Homophobia

August 3rd, 2008

I am not homophobic and never have been although I certainly have been exposed to it at an early age. Of course, during my lifetime it seems as though many great strides have been made in an effort to scientifically determine the cause of homosexuality – that is, the great question of “Is it a choice or genetics?” I am a member of the crowd which supports the latter suggestion and science seems to agree with me so I’m fine with that.

But many others are not fine with that suggestion or even with the suggestion that homosexuals (rightly) exist. I find this curious because it doesn’t seem like any gays are bashing straight people for their sexuality and you generally don’t see gay men and women fearing for the safety of their virginity and orifices when a straight person is around so why should it be any different if the roles were reversed?

I do think there are several trends among those who tend to be homophobic and I think that these trends are probably indicative to the nature of the issue and may shed some light on the thought process and behaviour.

  1. Most homophobes appear to be straight men
  2. Men associated with the military tend to be most homophobic
  3. Homophobic people seem to believe that gay people will force themselves upon another person more than a straight person would

Now all of this is based on my personal experiences with those who are outwardly homophobic and my experiences may not be the norm in these situations; although I do believe they support the statistics.

So what do these trends indicate? They seem to indicated that straight men have a higher fear of gay men than their female counterparts do and also that while some females are homophobic, they are less likely to be vocal about it.

Why should gender matter when it comes to the extremity of dislike of homosexuals? As not a male or homophobe, it’s difficult to say but I have read that homophobia in men seems to be related to the fact that they worry they could become homosexuals themselves, a completely ludicrous thought that wouldn’t hold up against any argument if looked upon rationally.

And I think a lack of rational judgement is what homophobia all comes down to. If a man is gay does that make him any more likely to coerce or force a straight man sexually? Is that gay man more likely to do those things than, say, a straight woman to that straight man? I think it’s highly unlikely.

In fact, I don’t see why there needs to be any significance put on sexual orientation. All people, both straight or gay (and everything in between) are likely targets for those who might have a sexual or romantic interest in them. Most people will be faced with admirers who might be pushy (hopefully no more than that) with their sexual advances which are unwanted by the recipient. Does the offender’s sexuality really make a difference? Is a gay man hitting on a straight man really any more likely or offensive than a straight man hitting on a straight woman, if the intentions are unwanted? Does the fact that one involves a homosexual have to be any more of a “big deal” or is it something that simply might happen, will not leave either party any the worse and should be treated in an adult manner?

ACTIVITY A:
In the essay on homophobia, which men does the writer say tend to be the most homophobic?
ACTIVITY B:
Repeat word for word the part of the essay on homophobia that runs from "I am not homophobic" up to and including "roles were reversed?".

EXTRACTED RECORDS:
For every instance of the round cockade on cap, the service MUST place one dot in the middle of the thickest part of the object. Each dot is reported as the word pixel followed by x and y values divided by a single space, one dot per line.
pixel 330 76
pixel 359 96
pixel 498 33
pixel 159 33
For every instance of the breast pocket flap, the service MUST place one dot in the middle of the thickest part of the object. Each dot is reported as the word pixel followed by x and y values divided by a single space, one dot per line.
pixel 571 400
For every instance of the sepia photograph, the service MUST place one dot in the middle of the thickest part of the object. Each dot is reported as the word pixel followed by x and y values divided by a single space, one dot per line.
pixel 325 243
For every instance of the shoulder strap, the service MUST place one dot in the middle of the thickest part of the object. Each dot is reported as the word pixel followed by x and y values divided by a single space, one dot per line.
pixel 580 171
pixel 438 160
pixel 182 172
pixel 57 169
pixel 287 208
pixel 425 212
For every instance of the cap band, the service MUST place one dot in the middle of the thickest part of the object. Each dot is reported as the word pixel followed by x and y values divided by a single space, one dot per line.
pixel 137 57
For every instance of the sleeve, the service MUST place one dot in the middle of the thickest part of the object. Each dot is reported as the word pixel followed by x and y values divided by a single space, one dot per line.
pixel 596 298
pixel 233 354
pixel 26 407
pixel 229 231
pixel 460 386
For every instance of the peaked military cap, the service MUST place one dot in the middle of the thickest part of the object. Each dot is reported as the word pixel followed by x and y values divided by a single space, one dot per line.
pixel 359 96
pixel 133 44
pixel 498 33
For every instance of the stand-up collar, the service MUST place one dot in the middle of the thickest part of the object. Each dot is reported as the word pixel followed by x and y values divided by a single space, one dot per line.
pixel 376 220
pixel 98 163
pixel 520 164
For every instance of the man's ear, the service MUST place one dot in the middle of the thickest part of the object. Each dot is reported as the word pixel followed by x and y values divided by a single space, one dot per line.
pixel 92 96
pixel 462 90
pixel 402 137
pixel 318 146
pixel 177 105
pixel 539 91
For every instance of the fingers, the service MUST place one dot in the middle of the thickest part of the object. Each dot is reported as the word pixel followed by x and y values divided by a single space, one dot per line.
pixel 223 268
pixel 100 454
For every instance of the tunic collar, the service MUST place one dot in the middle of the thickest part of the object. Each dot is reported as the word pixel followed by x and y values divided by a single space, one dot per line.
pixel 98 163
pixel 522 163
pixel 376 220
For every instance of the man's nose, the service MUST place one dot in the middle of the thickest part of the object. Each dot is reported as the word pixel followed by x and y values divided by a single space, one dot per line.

EXPECTED OUTPUT A:
Men associated with the military

EXPECTED OUTPUT B:
I am not homophobic and never have been although I certainly have been exposed to it at an early age. Of course, during my lifetime it seems as though many great strides have been made in an effort to scientifically determine the cause of homosexuality – that is, the great question of “Is it a choice or genetics?” I am a member of the crowd which supports the latter suggestion and science seems to agree with me so I’m fine with that.

But many others are not fine with that suggestion or even with the suggestion that homosexuals (rightly) exist. I find this curious because it doesn’t seem like any gays are bashing straight people for their sexuality and you generally don’t see gay men and women fearing for the safety of their virginity and orifices when a straight person is around so why should it be any different if the roles were reversed?